(Stored records)
______

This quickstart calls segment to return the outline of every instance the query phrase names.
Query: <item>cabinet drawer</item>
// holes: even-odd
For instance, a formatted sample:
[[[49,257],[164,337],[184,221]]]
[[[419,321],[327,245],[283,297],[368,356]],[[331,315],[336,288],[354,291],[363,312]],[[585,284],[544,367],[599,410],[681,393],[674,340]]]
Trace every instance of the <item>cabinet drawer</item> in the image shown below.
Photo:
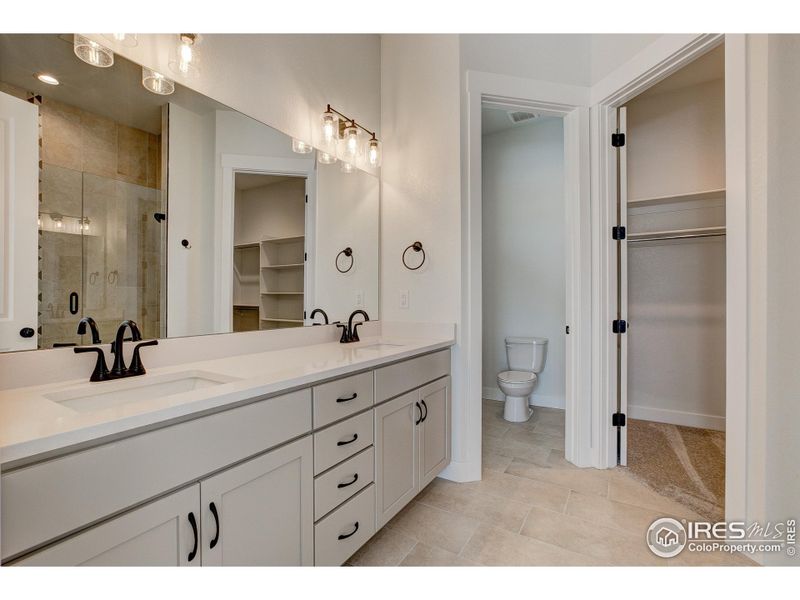
[[[314,475],[372,445],[372,412],[368,410],[314,434]]]
[[[325,427],[372,406],[372,372],[314,386],[314,427]]]
[[[383,402],[450,374],[450,349],[375,369],[375,402]]]
[[[310,430],[311,390],[306,389],[3,473],[2,557],[10,558]]]
[[[359,492],[314,527],[314,564],[339,566],[375,533],[375,485]]]
[[[314,520],[321,519],[375,479],[375,449],[370,446],[314,480]]]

______

**Directions**
Copy the data exactly. Any picture it contains is to be omitted.

**Answer section**
This quickstart calls segment to return the outline of every instance the query phrase names.
Query: <item>cabinet drawer</item>
// holes: even-odd
For instance, a formatted sample:
[[[49,257],[164,337],[184,221]]]
[[[419,321],[327,245],[283,297],[368,356]],[[331,315],[336,288],[354,291],[363,312]],[[585,284],[544,367],[599,410],[681,393],[674,340]]]
Trace every instance of the <item>cabinet drawer</item> in the image shown below.
Photo:
[[[314,475],[372,445],[372,412],[368,410],[314,434]]]
[[[325,427],[372,406],[372,372],[314,386],[314,427]]]
[[[383,402],[450,374],[450,349],[375,369],[375,402]]]
[[[310,430],[311,390],[306,389],[3,473],[2,557],[10,558]]]
[[[359,492],[314,527],[314,564],[339,566],[375,533],[375,485]]]
[[[314,520],[321,519],[375,479],[375,449],[370,446],[314,480]]]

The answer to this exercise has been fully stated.